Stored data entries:

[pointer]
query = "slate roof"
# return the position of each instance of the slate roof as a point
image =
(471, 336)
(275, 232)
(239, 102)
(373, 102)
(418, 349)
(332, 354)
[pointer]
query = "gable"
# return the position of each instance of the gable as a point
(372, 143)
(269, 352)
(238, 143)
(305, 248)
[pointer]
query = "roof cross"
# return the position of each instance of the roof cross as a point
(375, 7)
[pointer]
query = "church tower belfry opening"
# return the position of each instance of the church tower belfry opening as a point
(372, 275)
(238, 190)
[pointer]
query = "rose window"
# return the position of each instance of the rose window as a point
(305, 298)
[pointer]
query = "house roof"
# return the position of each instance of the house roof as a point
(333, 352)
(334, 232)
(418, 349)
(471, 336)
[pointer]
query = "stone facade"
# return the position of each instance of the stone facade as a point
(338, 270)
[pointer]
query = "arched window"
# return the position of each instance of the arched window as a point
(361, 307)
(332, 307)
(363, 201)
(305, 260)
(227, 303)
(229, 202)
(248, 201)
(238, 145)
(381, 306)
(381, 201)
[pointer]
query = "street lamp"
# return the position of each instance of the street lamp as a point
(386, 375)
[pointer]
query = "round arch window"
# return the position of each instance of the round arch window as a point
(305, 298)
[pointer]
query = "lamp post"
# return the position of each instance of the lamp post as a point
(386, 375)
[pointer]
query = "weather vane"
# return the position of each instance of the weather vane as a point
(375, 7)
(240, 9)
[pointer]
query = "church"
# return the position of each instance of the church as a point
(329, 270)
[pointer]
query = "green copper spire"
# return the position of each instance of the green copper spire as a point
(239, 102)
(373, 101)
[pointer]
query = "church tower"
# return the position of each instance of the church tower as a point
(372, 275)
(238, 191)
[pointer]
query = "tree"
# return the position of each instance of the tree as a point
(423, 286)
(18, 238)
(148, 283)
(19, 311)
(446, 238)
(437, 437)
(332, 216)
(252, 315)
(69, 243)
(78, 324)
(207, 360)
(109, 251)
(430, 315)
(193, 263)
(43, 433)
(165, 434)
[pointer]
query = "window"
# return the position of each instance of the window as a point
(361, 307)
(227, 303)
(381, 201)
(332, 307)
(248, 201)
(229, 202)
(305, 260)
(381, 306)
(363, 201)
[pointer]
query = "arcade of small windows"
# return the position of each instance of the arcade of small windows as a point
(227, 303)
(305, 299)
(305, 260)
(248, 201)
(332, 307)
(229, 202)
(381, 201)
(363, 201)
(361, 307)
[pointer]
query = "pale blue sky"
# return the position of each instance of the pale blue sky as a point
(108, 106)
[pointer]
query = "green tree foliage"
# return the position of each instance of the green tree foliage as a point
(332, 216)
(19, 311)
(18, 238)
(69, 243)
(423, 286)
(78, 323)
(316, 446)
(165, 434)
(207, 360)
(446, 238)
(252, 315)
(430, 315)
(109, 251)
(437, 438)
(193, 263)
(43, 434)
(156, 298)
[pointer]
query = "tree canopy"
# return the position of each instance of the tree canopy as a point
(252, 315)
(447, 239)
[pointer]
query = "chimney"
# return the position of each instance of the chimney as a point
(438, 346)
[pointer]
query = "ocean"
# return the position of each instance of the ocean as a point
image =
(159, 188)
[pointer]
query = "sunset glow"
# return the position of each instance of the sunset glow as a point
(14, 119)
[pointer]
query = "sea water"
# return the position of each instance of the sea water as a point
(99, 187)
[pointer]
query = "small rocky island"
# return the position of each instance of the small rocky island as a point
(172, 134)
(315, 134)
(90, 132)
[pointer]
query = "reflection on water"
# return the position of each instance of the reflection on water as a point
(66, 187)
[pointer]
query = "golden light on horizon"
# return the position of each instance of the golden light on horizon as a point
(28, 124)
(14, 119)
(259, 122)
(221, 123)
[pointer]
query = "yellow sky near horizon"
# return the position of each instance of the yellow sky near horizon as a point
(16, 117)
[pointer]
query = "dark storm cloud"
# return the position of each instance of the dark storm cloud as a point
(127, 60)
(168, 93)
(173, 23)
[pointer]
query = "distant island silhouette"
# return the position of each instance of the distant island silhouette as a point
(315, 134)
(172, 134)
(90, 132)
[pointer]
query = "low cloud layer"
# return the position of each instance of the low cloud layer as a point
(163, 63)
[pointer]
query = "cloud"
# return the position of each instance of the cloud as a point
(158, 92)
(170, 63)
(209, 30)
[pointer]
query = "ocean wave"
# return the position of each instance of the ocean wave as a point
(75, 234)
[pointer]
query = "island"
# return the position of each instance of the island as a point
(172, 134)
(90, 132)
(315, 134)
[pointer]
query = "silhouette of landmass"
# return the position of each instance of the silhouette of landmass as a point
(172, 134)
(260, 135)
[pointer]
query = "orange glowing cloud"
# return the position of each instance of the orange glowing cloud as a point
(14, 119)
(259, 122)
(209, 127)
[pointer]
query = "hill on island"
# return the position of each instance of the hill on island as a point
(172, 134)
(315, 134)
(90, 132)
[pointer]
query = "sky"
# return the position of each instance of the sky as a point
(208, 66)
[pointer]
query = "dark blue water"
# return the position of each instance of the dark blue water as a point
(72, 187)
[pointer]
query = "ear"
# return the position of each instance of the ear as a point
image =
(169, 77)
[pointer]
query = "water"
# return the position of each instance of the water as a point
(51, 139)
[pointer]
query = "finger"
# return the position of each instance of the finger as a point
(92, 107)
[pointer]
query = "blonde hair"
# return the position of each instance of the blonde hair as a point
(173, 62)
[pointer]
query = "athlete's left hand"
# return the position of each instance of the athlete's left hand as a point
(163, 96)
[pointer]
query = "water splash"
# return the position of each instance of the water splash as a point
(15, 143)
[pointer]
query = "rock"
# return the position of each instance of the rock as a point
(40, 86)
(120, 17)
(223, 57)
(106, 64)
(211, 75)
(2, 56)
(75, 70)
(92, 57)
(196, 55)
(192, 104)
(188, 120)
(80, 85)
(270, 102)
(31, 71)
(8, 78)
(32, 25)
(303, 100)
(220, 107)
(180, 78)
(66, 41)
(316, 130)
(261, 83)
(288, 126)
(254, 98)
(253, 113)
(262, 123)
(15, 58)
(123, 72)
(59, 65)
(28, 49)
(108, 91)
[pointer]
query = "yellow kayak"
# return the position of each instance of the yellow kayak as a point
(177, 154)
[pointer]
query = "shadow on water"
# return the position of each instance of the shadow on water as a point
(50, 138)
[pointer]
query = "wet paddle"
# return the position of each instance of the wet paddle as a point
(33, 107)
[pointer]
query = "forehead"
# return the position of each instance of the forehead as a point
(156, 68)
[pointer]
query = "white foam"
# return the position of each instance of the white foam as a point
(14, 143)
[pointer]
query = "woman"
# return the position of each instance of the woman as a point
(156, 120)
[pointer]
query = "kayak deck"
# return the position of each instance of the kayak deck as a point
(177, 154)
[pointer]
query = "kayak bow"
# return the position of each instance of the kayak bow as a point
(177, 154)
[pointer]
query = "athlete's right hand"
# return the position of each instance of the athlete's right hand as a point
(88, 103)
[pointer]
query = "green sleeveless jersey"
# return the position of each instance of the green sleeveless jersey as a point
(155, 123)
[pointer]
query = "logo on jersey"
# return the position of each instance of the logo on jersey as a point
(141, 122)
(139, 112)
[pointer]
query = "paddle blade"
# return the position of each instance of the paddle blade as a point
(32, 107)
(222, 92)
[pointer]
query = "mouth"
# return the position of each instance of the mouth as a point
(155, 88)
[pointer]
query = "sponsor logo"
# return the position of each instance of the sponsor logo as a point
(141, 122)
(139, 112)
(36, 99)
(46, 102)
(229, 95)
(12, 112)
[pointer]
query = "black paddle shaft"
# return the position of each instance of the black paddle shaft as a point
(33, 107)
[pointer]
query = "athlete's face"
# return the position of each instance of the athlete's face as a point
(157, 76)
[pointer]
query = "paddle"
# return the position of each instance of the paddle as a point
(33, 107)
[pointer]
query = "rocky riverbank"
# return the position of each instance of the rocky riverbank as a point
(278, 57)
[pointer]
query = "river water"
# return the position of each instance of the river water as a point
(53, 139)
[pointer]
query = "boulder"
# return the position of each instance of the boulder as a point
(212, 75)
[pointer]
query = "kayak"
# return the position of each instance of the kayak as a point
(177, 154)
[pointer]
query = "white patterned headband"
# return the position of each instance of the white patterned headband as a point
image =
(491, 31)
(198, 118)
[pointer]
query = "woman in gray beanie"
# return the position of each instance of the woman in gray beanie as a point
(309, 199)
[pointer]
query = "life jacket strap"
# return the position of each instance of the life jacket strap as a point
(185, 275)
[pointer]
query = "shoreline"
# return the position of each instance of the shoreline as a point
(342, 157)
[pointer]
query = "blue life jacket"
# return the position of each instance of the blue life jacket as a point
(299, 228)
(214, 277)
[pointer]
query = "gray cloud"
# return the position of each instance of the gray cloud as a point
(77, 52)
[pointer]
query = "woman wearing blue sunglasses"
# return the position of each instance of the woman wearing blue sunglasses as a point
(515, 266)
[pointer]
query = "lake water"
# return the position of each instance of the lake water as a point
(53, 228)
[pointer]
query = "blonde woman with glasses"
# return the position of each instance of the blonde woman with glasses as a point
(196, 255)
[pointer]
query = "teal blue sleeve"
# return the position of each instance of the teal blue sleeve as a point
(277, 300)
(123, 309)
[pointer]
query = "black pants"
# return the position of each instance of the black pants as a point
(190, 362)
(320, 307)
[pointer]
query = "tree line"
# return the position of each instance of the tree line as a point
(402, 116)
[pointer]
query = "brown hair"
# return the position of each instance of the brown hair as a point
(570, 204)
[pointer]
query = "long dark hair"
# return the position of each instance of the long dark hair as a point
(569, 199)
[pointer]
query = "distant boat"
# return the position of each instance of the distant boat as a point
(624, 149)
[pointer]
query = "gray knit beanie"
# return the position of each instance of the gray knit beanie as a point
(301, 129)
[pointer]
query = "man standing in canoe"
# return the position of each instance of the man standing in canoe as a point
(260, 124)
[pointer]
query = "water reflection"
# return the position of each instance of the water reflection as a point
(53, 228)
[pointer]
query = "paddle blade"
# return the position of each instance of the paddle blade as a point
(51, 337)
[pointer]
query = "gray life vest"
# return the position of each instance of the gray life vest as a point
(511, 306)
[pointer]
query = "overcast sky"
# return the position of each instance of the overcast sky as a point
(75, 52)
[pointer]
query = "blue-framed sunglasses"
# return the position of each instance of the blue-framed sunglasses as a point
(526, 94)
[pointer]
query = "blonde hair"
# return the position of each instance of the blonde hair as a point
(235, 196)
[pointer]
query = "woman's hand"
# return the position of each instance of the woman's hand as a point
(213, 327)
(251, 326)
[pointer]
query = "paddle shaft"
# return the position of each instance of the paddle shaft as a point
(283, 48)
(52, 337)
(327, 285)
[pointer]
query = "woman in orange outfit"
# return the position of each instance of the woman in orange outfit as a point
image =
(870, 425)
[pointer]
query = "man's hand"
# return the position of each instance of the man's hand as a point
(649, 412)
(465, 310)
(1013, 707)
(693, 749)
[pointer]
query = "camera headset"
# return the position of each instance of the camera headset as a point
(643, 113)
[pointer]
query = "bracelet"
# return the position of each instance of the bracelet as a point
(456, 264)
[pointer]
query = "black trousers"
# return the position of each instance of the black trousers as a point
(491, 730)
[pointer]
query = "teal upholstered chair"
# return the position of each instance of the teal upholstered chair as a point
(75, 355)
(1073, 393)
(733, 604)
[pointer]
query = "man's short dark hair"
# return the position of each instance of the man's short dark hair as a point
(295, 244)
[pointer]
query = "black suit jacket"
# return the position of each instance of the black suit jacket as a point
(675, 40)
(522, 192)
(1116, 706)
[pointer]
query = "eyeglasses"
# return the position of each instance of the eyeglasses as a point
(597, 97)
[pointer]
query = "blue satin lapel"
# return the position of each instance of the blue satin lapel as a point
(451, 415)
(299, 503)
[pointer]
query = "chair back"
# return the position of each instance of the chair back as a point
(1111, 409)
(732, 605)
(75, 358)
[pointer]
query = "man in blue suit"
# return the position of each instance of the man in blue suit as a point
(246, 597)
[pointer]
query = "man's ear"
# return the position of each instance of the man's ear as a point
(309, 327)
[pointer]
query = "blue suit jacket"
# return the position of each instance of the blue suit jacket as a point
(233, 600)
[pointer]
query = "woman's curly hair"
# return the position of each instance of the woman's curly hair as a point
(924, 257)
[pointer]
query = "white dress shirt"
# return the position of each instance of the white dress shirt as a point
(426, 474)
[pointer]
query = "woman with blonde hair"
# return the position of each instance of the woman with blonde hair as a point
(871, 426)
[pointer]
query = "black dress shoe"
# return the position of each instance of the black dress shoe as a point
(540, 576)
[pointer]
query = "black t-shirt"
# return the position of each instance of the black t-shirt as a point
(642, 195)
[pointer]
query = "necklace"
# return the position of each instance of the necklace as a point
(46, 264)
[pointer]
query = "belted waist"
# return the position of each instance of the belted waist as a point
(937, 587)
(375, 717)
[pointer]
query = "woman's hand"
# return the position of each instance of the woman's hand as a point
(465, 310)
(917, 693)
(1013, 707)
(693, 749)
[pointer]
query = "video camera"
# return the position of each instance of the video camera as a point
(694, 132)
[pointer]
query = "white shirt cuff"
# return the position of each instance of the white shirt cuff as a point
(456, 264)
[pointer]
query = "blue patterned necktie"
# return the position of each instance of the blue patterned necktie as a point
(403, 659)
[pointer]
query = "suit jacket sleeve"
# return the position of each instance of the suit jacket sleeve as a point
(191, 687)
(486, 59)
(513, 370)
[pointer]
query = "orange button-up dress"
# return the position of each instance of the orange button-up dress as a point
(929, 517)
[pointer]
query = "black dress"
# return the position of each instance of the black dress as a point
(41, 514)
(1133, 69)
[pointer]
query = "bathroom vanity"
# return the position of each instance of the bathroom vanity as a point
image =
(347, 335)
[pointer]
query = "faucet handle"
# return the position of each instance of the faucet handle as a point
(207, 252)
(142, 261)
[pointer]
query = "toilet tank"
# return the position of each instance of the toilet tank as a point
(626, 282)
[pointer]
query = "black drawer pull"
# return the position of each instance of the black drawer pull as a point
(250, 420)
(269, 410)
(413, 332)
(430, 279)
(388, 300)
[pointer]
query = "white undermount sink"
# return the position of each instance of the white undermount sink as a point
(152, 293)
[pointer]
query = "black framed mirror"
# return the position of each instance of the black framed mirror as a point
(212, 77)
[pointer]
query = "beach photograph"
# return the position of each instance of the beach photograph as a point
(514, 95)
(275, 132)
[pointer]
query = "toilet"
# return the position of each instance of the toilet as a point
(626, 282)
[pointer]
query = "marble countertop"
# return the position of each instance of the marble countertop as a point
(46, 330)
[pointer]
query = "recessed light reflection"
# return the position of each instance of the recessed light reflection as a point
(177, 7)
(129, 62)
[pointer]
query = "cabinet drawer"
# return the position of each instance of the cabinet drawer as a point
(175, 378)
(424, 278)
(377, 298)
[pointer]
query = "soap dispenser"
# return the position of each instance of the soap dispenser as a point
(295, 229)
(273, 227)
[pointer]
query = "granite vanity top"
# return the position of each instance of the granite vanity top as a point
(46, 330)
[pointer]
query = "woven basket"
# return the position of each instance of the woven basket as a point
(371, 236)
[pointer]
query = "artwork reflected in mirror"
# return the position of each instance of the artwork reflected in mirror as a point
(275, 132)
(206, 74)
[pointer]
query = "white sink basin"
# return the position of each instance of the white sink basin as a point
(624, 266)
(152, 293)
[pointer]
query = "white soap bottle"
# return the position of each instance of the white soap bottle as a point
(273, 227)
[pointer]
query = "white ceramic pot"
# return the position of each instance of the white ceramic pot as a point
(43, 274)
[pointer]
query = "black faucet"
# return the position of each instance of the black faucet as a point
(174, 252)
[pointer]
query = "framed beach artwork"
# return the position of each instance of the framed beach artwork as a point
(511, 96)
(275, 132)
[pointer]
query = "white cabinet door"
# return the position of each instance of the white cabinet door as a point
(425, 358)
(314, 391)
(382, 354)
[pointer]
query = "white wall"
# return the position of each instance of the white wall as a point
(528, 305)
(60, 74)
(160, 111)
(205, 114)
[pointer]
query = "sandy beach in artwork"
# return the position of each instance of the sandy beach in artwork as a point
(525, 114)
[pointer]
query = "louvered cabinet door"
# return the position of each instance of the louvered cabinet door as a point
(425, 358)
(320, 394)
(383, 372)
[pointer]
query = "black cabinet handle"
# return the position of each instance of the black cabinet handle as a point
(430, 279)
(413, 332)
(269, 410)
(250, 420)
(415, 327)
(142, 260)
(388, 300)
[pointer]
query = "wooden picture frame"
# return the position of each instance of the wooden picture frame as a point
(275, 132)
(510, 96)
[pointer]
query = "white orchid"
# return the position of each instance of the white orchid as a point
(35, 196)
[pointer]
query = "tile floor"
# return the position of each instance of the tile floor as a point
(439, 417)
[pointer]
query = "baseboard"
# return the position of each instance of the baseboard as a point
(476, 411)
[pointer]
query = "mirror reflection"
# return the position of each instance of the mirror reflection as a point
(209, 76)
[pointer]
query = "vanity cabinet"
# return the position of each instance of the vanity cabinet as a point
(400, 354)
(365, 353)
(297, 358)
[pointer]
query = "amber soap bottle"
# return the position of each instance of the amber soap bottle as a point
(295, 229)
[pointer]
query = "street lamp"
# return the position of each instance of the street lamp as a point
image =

■ Exercise instructions ■
Your response should be the lines of the entries above that include the string "outfit".

■ Output for this exercise ■
query = "woman in orange outfit"
# return the position of each instance of the woman in orange outfit as a point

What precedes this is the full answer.